*** The records ***

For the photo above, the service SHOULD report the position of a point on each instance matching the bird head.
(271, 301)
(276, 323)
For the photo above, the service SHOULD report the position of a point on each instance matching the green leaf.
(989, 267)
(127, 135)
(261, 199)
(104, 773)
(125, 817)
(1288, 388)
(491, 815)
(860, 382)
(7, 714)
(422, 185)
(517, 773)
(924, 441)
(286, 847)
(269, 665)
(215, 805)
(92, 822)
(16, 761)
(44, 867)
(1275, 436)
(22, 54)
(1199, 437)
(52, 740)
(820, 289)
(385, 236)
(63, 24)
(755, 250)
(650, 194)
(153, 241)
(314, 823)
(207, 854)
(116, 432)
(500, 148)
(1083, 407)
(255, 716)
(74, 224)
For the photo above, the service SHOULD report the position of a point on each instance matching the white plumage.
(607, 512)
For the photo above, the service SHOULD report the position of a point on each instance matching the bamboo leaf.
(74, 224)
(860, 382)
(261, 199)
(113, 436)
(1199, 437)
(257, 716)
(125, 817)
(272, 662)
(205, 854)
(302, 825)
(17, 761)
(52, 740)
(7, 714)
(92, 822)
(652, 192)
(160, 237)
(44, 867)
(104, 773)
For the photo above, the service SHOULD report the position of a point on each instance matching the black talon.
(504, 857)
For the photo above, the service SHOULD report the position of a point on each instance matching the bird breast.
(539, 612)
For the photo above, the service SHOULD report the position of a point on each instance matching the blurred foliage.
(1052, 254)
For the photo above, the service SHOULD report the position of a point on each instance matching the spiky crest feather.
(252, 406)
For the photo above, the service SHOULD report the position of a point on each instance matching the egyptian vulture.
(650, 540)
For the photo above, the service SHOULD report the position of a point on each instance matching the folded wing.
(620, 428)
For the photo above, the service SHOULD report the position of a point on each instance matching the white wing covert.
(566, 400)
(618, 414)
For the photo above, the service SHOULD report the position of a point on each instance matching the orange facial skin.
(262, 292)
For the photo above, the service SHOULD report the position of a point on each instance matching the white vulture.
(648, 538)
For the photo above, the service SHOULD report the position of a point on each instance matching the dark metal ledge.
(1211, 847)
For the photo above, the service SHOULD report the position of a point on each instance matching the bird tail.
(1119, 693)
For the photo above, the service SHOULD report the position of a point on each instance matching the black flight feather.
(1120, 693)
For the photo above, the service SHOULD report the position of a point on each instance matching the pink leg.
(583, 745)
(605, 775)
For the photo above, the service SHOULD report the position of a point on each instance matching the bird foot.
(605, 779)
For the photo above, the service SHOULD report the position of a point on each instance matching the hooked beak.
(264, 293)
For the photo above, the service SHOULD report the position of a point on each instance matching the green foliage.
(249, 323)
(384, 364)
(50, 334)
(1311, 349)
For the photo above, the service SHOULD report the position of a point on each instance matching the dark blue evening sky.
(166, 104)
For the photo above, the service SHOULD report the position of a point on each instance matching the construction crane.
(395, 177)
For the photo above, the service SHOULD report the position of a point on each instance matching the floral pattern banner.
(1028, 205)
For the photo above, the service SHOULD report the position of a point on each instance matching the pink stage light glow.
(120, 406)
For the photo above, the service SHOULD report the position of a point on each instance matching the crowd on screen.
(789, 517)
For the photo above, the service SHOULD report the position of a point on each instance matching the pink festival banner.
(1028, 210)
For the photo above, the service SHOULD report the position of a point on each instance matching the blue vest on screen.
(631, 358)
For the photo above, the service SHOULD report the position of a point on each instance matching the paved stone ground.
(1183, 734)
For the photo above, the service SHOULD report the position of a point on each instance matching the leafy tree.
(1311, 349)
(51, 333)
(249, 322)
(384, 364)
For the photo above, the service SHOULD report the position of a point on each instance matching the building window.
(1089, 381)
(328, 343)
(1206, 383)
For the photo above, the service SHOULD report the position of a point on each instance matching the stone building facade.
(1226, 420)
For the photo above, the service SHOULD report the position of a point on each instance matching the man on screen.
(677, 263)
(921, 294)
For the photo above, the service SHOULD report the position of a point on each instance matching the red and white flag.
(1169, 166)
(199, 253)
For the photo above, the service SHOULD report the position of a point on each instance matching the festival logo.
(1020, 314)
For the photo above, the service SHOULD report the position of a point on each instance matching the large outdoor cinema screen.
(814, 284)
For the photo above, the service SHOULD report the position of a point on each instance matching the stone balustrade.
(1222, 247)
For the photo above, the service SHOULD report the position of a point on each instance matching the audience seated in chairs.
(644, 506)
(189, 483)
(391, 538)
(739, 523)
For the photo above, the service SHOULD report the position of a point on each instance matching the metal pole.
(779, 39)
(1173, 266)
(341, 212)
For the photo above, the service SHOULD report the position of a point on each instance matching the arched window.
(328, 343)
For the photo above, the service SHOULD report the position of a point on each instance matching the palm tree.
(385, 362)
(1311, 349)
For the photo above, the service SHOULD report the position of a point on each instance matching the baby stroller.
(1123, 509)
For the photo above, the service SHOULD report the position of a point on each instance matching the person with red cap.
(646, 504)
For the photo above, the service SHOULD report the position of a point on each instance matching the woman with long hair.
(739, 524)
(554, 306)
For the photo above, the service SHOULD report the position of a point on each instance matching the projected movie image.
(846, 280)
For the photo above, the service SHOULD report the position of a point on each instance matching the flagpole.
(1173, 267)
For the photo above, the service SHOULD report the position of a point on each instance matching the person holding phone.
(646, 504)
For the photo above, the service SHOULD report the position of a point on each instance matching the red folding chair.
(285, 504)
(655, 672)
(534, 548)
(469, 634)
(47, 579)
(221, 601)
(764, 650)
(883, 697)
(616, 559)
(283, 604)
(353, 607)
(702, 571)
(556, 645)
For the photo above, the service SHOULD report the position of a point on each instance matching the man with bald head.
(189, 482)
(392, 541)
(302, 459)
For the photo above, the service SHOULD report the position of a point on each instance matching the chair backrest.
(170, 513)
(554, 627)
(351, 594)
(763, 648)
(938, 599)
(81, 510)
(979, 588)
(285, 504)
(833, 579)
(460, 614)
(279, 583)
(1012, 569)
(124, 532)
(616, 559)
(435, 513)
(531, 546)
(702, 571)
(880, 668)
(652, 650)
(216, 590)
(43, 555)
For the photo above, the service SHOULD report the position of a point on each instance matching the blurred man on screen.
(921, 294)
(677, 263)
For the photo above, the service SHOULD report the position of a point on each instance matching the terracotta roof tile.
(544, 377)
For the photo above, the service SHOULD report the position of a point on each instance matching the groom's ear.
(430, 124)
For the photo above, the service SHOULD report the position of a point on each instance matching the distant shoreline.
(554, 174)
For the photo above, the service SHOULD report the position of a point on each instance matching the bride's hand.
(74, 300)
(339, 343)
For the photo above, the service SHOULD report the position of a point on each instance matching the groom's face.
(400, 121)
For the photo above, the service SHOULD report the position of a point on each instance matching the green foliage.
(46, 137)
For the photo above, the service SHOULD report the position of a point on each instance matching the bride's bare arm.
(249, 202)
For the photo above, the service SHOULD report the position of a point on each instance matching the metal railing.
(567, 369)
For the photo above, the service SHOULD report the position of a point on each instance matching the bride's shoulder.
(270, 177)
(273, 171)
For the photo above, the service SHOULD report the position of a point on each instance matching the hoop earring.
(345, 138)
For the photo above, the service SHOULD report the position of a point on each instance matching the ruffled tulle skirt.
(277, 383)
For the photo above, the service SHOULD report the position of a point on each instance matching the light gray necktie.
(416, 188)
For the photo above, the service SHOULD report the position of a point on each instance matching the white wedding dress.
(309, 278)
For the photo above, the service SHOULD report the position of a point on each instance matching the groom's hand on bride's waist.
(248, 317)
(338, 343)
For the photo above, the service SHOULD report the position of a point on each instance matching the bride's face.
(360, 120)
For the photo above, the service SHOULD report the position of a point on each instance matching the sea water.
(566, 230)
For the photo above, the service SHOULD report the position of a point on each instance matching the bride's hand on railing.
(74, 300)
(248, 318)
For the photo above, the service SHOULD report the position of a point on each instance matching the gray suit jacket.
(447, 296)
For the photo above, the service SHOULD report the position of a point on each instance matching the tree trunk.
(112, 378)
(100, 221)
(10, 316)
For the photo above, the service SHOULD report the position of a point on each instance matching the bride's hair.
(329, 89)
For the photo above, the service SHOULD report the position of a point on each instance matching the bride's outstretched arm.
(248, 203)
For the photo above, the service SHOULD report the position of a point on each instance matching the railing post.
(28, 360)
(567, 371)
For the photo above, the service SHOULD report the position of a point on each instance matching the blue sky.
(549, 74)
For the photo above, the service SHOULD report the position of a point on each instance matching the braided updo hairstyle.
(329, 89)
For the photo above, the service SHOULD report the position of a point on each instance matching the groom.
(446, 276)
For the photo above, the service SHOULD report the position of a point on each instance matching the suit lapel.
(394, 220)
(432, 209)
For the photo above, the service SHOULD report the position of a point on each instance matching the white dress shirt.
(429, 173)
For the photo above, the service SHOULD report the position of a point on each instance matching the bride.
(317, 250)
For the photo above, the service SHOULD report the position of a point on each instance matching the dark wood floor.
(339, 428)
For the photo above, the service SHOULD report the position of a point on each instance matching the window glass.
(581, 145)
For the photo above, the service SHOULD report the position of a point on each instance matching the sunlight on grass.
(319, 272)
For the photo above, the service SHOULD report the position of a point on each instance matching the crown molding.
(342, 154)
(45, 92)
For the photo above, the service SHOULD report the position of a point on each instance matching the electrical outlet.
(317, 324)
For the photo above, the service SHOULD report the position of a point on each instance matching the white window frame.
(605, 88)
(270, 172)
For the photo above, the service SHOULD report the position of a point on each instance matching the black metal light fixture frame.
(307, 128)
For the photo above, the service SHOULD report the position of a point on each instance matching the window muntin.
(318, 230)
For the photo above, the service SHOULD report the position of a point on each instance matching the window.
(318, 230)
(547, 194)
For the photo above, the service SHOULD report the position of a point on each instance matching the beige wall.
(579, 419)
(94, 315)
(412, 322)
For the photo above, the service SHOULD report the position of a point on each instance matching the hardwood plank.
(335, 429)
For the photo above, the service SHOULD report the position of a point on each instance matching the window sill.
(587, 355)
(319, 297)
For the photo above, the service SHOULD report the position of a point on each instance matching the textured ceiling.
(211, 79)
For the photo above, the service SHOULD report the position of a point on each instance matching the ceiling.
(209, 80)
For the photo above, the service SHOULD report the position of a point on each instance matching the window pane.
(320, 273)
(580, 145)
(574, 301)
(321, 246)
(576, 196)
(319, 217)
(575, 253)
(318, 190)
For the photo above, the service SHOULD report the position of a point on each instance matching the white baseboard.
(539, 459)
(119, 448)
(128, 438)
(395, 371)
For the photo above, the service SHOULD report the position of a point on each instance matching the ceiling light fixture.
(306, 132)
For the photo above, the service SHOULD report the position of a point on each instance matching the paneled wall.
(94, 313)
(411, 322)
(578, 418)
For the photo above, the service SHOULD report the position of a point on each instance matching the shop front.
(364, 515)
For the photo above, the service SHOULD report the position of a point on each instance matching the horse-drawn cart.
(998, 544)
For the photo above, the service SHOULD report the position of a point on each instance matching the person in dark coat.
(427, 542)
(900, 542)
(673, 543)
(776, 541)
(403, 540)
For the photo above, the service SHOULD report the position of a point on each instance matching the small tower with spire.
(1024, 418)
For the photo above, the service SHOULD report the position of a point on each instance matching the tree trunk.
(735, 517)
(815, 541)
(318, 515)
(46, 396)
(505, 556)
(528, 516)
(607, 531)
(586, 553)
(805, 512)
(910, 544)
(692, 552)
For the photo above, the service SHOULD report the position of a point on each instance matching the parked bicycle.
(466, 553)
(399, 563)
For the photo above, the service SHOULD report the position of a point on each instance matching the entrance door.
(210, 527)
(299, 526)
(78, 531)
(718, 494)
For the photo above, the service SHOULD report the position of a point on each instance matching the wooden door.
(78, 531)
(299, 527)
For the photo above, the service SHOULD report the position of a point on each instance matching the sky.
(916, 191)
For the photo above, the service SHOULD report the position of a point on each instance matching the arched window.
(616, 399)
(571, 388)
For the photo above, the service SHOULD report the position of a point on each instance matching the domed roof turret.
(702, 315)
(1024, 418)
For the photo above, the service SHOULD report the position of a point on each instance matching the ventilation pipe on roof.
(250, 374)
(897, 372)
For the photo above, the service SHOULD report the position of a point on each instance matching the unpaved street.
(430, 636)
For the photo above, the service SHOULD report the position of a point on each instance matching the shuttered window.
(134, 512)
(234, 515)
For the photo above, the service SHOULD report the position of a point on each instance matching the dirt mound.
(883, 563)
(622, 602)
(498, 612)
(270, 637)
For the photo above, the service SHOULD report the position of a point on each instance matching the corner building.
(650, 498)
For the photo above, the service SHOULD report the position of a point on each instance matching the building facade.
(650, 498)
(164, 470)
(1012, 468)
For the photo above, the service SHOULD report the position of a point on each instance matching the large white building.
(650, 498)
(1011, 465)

*** End of The records ***

Word for word, retype the lines from the one containing "the dirt mound." through the final line of the data, including both ends and nothing more.

For the photo above, the service SHOULD report the position of a point on each instance matching the dirt mound.
(883, 563)
(622, 602)
(498, 612)
(270, 637)
For the photo above, the service SHOULD report the position of a point on each instance matching the corner building.
(650, 498)
For the photo above, the service SHOULD report the position of a point on each instance matching the building facade.
(650, 498)
(164, 470)
(1012, 468)
For the photo above, the service SHOULD report the position of a point on each instance matching the large white building.
(650, 498)
(1011, 465)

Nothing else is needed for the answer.